= 2014 AFC Champions League qualifying play-off =

Football tournament in Asia

The qualifying play-off of the 2014 AFC Champions League was played from 29 January to 15 February 2014, to decide four of the 32 places in the group stage.

==Format==
The bracket for the qualifying play-off was determined by the AFC based on the association ranking of each team, with teams from the higher-ranked associations entering at later rounds. Teams from the same association may not play each other in the qualifying play-off. Each tie was played as a single match, with the team from the higher-ranked association hosting the match. Extra time and penalty shoot-out were used to decide the winner if necessary. The winners of each tie in round 3 advanced to the group stage to join the 28 automatic qualifiers. All losers of each round from associations with only play-off slots entered the AFC Cup group stage.

### DIRECTION A:
Return the stretch of the play-off text from "The qualifying play-off of" through "the group stage.", copied word for word.

### INPUT ROWS:
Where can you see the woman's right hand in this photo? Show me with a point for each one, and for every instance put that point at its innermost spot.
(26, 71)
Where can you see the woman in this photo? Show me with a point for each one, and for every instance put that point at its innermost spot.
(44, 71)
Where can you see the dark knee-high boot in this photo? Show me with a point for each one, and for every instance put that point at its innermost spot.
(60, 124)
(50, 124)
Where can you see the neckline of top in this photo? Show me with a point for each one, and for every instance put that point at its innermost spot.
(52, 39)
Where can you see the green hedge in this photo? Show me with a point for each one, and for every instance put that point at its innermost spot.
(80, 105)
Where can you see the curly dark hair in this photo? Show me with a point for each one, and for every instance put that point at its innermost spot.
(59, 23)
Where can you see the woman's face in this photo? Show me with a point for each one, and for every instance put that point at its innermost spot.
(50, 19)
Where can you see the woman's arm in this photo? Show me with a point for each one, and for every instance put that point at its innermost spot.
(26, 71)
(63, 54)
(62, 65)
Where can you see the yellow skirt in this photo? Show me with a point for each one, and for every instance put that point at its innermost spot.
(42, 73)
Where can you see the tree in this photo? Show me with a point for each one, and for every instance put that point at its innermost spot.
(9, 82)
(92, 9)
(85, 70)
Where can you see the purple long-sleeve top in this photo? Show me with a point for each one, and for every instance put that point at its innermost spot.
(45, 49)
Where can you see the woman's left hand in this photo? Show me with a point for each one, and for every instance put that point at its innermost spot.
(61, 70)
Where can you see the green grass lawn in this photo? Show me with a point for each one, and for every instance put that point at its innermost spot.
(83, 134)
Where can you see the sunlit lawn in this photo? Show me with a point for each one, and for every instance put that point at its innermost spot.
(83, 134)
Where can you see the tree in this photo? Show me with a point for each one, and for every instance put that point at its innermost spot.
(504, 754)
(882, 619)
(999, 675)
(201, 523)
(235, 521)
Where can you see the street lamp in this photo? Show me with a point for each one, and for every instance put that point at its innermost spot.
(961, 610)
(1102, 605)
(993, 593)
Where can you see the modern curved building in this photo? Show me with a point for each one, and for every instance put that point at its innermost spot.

### DIRECTION B:
Report every line in the entries that contains the word "green", matching case exactly.

### EXERCISE RESULT A:
The qualifying play-off of the 2014 AFC Champions League was played from 29 January to 15 February 2014, to decide four of the 32 places in the group stage.

### EXERCISE RESULT B:
Where can you see the green hedge in this photo? Show me with a point for each one, and for every instance put that point at its innermost spot.
Where can you see the green grass lawn in this photo? Show me with a point for each one, and for every instance put that point at its innermost spot.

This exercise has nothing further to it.